### SUPPLIED INFORMATION
================================

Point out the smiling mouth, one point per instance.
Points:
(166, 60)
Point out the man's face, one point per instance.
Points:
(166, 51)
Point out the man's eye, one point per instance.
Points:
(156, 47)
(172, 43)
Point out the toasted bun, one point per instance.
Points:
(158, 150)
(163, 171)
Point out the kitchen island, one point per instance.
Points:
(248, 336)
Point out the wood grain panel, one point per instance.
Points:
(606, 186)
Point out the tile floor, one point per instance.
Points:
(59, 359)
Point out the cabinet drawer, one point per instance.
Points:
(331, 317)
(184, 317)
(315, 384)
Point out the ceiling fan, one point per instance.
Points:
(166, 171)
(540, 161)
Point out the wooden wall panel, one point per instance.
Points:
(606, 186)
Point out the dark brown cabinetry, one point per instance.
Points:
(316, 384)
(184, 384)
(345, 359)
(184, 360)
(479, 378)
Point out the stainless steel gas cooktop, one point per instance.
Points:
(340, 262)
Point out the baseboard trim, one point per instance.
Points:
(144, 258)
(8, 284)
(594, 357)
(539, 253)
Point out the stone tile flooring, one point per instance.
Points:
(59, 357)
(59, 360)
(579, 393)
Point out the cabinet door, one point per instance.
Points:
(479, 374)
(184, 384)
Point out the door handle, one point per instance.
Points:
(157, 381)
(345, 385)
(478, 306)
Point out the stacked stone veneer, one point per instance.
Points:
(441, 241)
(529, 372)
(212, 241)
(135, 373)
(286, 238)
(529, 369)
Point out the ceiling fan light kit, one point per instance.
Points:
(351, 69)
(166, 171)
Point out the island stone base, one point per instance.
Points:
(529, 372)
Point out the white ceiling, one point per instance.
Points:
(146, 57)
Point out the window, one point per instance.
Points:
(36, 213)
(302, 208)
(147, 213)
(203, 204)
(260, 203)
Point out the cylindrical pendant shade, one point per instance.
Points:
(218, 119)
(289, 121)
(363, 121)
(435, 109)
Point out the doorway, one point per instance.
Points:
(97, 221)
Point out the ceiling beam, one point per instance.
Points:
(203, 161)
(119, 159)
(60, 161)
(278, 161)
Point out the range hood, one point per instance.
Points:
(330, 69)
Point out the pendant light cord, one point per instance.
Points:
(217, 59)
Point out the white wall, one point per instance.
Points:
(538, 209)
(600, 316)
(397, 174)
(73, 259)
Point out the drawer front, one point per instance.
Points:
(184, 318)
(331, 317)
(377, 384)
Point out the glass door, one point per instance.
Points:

================================

### DIRECTIONS
Retype every entry above, word for word.

### ANSWER FOR THIS EXERCISE
Point out the smiling mouth, one point per instance.
Points:
(166, 60)
Point out the man's face, one point per instance.
Points:
(166, 51)
Point out the man's eye, one point per instance.
Points:
(156, 47)
(172, 43)
Point out the toasted bun, one point per instance.
Points:
(158, 150)
(163, 171)
Point out the kitchen island, one point per instance.
Points:
(248, 336)
Point out the wood grain panel, one point per instance.
Points:
(606, 186)
Point out the tile floor, one point per instance.
Points:
(59, 359)
Point out the cabinet drawer, one point per instance.
Points:
(331, 317)
(184, 317)
(315, 384)
Point out the ceiling fan, one point per instance.
Points:
(166, 171)
(540, 161)
Point out the wooden wall panel, one point per instance.
Points:
(606, 186)
Point out the dark brown cabinetry, one point per instance.
Points:
(316, 384)
(184, 384)
(345, 359)
(184, 360)
(479, 378)
Point out the stainless steel gas cooktop, one point per instance.
Points:
(340, 262)
Point out the baseboard trim, one point per instance.
Points:
(144, 258)
(8, 284)
(594, 357)
(539, 253)
Point out the stone tile flooring, one point per instance.
Points:
(59, 357)
(59, 360)
(579, 393)
Point out the cabinet door, one point per instance.
Points:
(479, 374)
(184, 384)
Point out the door handle, one point per instance.
Points:
(157, 381)
(345, 385)
(478, 306)
Point out the stacked stone veneer, one point per instance.
Points:
(441, 241)
(529, 372)
(212, 241)
(135, 373)
(286, 238)
(529, 369)
Point out the ceiling fan light kit, one point per instance.
Points:
(351, 69)
(166, 171)
Point out the island stone base, one point per instance.
Points:
(529, 372)
Point out the white ceiling, one point per instance.
Points:
(146, 57)
Point out the window, one point per instance.
Points:
(36, 213)
(302, 208)
(147, 213)
(203, 204)
(260, 203)
Point out the cylindrical pendant shade, one point per instance.
Points:
(218, 119)
(289, 121)
(363, 121)
(435, 109)
Point out the doorway, one point per instance.
Points:
(97, 221)
Point out the ceiling beam, one point per instance.
Points:
(203, 161)
(119, 159)
(60, 161)
(278, 161)
Point out the range hood, one point per instance.
Points:
(330, 69)
Point out the pendant light cord, one point per instance.
Points:
(217, 59)
Point out the white wall, one point per instance.
Points:
(538, 209)
(600, 316)
(397, 174)
(73, 259)
Point out the drawer front, one point per instance.
Points:
(184, 318)
(331, 317)
(377, 384)
Point out the glass door, one point per instance.
Points:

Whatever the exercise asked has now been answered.